### Source extract
** Start **

Notice that there is a difference between primitive and non-primitive functions, which is something we have to deal with.

Anyway, we don't need to modify the body of these functions or anything. When we call $\mathrm{d}f/\mathrm{d}y$, we just call $f'(y)$. So what we need to do is create that call. It only involves changing the name of the call, 'cause the arguments are already there.

Something like this should work:

call_derivative_expr <- function(expr, x, e) {
  fname <- call_name(expr)
  func <- fname |> get_derivative() |> purrr::when(
    is.primitive(.) ~ . |> deparse() |> str2lang(),       # Use the .Primitive as function
    ~ bquote( get_derivative( .(as.character(fname)) ) )  # Look up derivative
  )
  rlang::new_call(func, call_args(expr))

** End **

### What to do
1 > Print the excerpt on building derivative calls in R in full, with every character unchanged.
2 > Begin at the start of the rows and stop after the line that contains "MULTIPOLYGON (((294 153, 229". Swap "antenna mast" for "radio mast" in those lines, keep everything else unchanged, and leave the pictures out.

[Boundary annotation records]
** Start **

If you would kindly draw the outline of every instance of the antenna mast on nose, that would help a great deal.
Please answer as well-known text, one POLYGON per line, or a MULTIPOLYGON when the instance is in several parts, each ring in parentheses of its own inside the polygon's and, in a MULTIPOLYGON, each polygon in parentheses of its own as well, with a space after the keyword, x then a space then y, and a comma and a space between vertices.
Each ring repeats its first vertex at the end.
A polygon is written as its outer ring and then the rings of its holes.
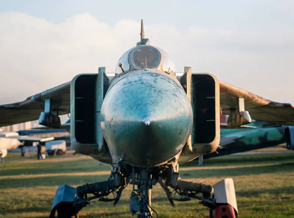
POLYGON ((137 46, 141 46, 142 45, 149 45, 149 39, 146 39, 145 34, 144 33, 144 25, 143 25, 143 20, 141 20, 141 41, 137 43, 137 46))

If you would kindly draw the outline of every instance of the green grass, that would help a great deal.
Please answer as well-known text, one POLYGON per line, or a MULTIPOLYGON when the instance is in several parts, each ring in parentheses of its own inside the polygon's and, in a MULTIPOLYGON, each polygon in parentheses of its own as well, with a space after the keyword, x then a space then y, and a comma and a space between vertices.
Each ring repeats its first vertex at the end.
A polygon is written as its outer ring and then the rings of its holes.
MULTIPOLYGON (((294 153, 229 155, 204 160, 202 167, 196 164, 181 165, 181 178, 210 185, 233 178, 239 217, 294 217, 294 153)), ((81 155, 45 160, 8 158, 0 170, 0 218, 48 218, 59 185, 76 187, 105 180, 109 169, 81 155)), ((80 218, 131 217, 131 188, 116 207, 112 202, 94 201, 81 211, 80 218)), ((196 200, 175 202, 172 207, 159 185, 153 187, 152 200, 161 218, 209 217, 208 210, 196 200)))

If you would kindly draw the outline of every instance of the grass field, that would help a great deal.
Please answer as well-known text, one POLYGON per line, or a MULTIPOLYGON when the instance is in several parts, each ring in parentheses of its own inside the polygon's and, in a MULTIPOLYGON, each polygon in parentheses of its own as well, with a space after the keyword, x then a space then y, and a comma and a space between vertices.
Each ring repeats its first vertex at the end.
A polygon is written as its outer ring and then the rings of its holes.
MULTIPOLYGON (((233 178, 240 218, 294 217, 294 152, 230 155, 205 160, 202 167, 196 164, 180 166, 181 178, 211 185, 233 178)), ((6 161, 0 169, 0 218, 48 218, 59 185, 105 180, 109 169, 81 155, 6 161)), ((115 207, 112 202, 93 201, 80 218, 131 217, 130 192, 129 186, 115 207)), ((152 200, 161 218, 209 217, 208 209, 196 200, 175 202, 173 208, 159 185, 153 187, 152 200)))

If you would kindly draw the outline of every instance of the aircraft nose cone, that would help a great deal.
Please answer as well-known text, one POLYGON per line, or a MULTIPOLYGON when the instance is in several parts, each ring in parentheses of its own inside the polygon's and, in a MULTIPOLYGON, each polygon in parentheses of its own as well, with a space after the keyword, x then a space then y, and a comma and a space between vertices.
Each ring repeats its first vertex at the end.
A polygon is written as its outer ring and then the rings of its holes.
POLYGON ((191 103, 180 85, 161 73, 125 75, 105 96, 101 126, 110 150, 147 167, 172 158, 191 133, 191 103))

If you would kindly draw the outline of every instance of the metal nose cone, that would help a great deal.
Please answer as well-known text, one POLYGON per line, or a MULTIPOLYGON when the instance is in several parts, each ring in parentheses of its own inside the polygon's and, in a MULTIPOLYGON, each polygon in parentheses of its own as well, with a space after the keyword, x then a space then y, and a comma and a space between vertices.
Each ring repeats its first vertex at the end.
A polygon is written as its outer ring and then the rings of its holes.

** End **

### Correct answers
1 >
Notice that there is a difference between primitive and non-primitive functions, which is something we have to deal with.

Anyway, we don't need to modify the body of these functions or anything. When we call $\mathrm{d}f/\mathrm{d}y$, we just call $f'(y)$. So what we need to do is create that call. It only involves changing the name of the call, 'cause the arguments are already there.

Something like this should work:

call_derivative_expr <- function(expr, x, e) {
  fname <- call_name(expr)
  func <- fname |> get_derivative() |> purrr::when(
    is.primitive(.) ~ . |> deparse() |> str2lang(),       # Use the .Primitive as function
    ~ bquote( get_derivative( .(as.character(fname)) ) )  # Look up derivative
  )
  rlang::new_call(func, call_args(expr))

2 >
If you would kindly draw the outline of every instance of the radio mast on nose, that would help a great deal.
Please answer as well-known text, one POLYGON per line, or a MULTIPOLYGON when the instance is in several parts, each ring in parentheses of its own inside the polygon's and, in a MULTIPOLYGON, each polygon in parentheses of its own as well, with a space after the keyword, x then a space then y, and a comma and a space between vertices.
Each ring repeats its first vertex at the end.
A polygon is written as its outer ring and then the rings of its holes.
POLYGON ((137 46, 141 46, 142 45, 149 45, 149 39, 146 39, 145 34, 144 33, 144 25, 143 25, 143 20, 141 20, 141 41, 137 43, 137 46))

If you would kindly draw the outline of every instance of the green grass, that would help a great deal.
Please answer as well-known text, one POLYGON per line, or a MULTIPOLYGON when the instance is in several parts, each ring in parentheses of its own inside the polygon's and, in a MULTIPOLYGON, each polygon in parentheses of its own as well, with a space after the keyword, x then a space then y, and a comma and a space between vertices.
Each ring repeats its first vertex at the end.
A polygon is written as its outer ring and then the rings of its holes.
MULTIPOLYGON (((294 153, 229 155, 204 160, 202 167, 196 164, 181 165, 181 178, 210 185, 233 178, 239 217, 294 217, 294 153)), ((81 155, 45 160, 8 158, 0 170, 0 218, 48 218, 59 185, 76 187, 105 180, 109 169, 81 155)), ((80 218, 131 217, 131 188, 116 207, 112 202, 94 201, 81 211, 80 218)), ((196 200, 175 202, 172 207, 159 185, 153 187, 152 200, 161 218, 209 217, 208 210, 196 200)))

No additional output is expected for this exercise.